Ablation Study — Pruning Mechanism (Table)¶

Configuration	Completeness	Executability	Consistency	Quality
8-team Croto (Without Pruning)	0.706	0.828	0.792	0.775
8-team Croto (+ Pruning)	0.795	0.928	0.796	0.840
Δ	+0.089	+0.100	+0.004	+0.065

Key Findings¶

Significant Boost in Executability: Croto achieves an executability of 0.928, which is 7.8 percentage points higher than the strongest baseline, AgentVerse (0.850). This demonstrates that cross-team collaboration can effectively identify and rectify code defects.
Interesting Trade-offs in Team Scaling: Without pruning, a configuration with 4 teams yields the best performance (quality score of 0.789); performance degrades when scaling beyond 4 teams. This is attributed to the difficulty agents face when synthesizing features from an excessive number of solutions.
Pruning is Critical for Scaling: 8-team + pruning (Quality: 0.840) outperforms 4-team without pruning (0.789), validating that the pruning mechanism effectively mitigates noise introduced by excessive proposals.
Executability vs. Completeness Trade-off: As the number of teams increases, executability climbs whilst completeness drops, revealing an intrinsic trade-off.
Generalizability to Story Generation: Croto also exhibits significant improvements on the ROCStories generation task, proving that the framework's effectiveness extends beyond programming tasks.

Highlights & Insights¶

Balancing Independence and Collaboration: The elegance of Croto lies in its design—teams work independently during their respective intra-team phases to maintain diversity, and interact only at designated key phases to exchange insights. This design outperforms both persistent collaboration and absolute isolation.
Hierarchical Aggregation under Scale: Decomposing "many-to-one" aggregation into a multi-tiered "many-to-few" process serves as a practical strategy to address the context window limitations of LLMs.
Analogy to Evolutionary Algorithms: The pipeline of 'multi-team proposal -> scoring/filtering -> aggregation/optimization -> dispatch/continuation' closely resembles population-based evolution in genetic algorithms.

Limitations & Future Work¶

High Token Costs: Running 8 teams across multiple phases with aggregation processes generates substantial API call expenses for GPT-3.5-Turbo. The paper does not report specific token consumption comparisons.
Heuristic Key Phase Definition: Identifying which phases should prompt cross-team interactions depends on predefined settings; ideally, this process should be automatically determined.

What is required: Translate into Spanish this sentence from the Croto ablation study: "As the number of teams increases, executability climbs whilst completeness drops, revealing an intrinsic trade-off." Rely only on the Croto ablation study to complete this.

Material provided:
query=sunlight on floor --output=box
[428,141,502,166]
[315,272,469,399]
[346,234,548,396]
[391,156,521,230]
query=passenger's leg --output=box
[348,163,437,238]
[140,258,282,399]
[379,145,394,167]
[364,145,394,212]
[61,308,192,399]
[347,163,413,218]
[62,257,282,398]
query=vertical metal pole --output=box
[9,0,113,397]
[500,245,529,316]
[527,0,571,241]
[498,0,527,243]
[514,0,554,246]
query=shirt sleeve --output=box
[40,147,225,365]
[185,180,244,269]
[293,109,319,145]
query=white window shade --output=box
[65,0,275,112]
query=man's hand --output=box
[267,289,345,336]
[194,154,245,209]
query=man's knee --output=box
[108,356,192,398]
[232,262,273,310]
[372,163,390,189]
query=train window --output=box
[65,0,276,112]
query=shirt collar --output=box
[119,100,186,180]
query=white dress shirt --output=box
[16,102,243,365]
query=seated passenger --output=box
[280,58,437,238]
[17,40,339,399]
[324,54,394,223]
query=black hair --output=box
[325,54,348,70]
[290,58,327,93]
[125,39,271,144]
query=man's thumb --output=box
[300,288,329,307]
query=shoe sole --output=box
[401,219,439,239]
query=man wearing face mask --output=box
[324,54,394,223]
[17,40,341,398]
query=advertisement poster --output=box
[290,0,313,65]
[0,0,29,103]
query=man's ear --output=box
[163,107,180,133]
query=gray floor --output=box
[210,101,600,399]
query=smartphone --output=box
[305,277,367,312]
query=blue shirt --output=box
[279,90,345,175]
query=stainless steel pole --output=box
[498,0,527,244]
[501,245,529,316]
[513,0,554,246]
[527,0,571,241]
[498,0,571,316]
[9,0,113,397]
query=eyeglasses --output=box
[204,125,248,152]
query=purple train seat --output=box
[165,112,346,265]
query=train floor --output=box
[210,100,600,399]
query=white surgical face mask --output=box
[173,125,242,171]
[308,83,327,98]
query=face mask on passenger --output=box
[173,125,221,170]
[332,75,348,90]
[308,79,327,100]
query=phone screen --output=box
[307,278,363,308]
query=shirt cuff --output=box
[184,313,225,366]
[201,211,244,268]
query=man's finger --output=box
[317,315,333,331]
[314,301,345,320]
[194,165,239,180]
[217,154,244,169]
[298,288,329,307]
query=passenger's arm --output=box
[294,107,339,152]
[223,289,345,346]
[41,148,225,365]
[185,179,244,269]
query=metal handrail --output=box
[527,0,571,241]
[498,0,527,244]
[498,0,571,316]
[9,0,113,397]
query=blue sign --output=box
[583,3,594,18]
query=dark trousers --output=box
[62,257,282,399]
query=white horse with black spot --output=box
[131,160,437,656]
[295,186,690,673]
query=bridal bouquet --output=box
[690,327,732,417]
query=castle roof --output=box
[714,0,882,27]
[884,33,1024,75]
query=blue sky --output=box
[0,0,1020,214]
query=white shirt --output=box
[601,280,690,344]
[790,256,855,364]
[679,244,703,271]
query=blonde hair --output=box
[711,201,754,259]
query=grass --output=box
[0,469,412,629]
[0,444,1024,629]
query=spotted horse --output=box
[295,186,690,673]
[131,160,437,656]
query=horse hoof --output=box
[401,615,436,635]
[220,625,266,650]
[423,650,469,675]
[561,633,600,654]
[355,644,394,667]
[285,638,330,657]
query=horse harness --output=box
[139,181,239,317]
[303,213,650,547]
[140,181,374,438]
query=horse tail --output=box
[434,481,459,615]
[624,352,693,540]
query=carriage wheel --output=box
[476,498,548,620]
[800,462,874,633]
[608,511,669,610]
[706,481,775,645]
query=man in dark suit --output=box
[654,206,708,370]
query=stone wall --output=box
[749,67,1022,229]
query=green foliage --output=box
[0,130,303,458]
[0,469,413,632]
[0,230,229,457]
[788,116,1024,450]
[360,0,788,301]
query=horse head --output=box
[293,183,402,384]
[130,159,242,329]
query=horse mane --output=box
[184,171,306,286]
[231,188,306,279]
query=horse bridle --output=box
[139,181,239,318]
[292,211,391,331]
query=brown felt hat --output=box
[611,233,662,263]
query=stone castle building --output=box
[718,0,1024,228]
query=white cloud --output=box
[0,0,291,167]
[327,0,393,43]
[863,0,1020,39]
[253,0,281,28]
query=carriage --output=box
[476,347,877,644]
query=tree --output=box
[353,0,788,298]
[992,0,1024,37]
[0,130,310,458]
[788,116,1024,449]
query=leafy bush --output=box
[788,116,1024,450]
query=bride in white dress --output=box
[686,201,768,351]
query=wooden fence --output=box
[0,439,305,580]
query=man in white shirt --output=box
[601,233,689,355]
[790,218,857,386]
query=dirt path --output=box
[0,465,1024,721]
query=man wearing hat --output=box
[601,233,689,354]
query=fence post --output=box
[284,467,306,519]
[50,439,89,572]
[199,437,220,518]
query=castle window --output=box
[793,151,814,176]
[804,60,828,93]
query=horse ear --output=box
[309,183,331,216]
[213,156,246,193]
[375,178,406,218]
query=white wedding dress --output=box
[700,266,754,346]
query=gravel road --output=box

Exercise answer: A medida que aumenta el número de equipos, la ejecutabilidad sube mientras que la completitud baja, lo que revela una compensación intrínseca.